> [Exercise goal]: Rewrite all of the lines below, requests included, offsetting every coordinate in the answers by 78. Leave the numbers in the request lines unchanged.

***** Provided entries

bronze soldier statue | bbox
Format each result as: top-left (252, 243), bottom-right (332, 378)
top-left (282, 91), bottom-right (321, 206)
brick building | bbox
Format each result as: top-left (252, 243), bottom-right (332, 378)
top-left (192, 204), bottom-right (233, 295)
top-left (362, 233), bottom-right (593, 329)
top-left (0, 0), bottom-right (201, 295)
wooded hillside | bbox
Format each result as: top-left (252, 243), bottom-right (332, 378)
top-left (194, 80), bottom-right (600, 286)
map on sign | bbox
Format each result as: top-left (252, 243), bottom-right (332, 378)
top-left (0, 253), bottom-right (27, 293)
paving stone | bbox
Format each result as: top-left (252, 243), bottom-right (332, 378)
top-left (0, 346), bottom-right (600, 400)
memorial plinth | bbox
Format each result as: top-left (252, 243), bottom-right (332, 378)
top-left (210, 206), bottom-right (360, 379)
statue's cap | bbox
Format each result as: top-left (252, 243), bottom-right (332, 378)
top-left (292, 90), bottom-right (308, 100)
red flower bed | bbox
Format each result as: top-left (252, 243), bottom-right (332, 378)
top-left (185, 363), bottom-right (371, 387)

**********

> [Output below]:
bronze soldier statue | bbox
Format each result as: top-left (252, 243), bottom-right (332, 378)
top-left (360, 169), bottom-right (399, 284)
brick building | bbox
Format each result as: top-left (252, 243), bottom-right (332, 378)
top-left (270, 282), bottom-right (311, 373)
top-left (440, 311), bottom-right (671, 407)
top-left (78, 78), bottom-right (279, 373)
wooded hillside | bbox
Format each result as: top-left (252, 243), bottom-right (332, 378)
top-left (272, 158), bottom-right (678, 364)
map on sign | bbox
Format each result as: top-left (252, 243), bottom-right (332, 378)
top-left (78, 331), bottom-right (105, 371)
paving stone | bbox
Format each result as: top-left (252, 243), bottom-right (332, 378)
top-left (78, 424), bottom-right (678, 478)
memorial plinth | bbox
Format each result as: top-left (252, 243), bottom-right (332, 378)
top-left (288, 284), bottom-right (438, 457)
statue's cap | bbox
Format each result as: top-left (252, 243), bottom-right (332, 378)
top-left (370, 168), bottom-right (386, 178)
red flower bed | bbox
Format each result as: top-left (252, 243), bottom-right (332, 378)
top-left (263, 441), bottom-right (449, 465)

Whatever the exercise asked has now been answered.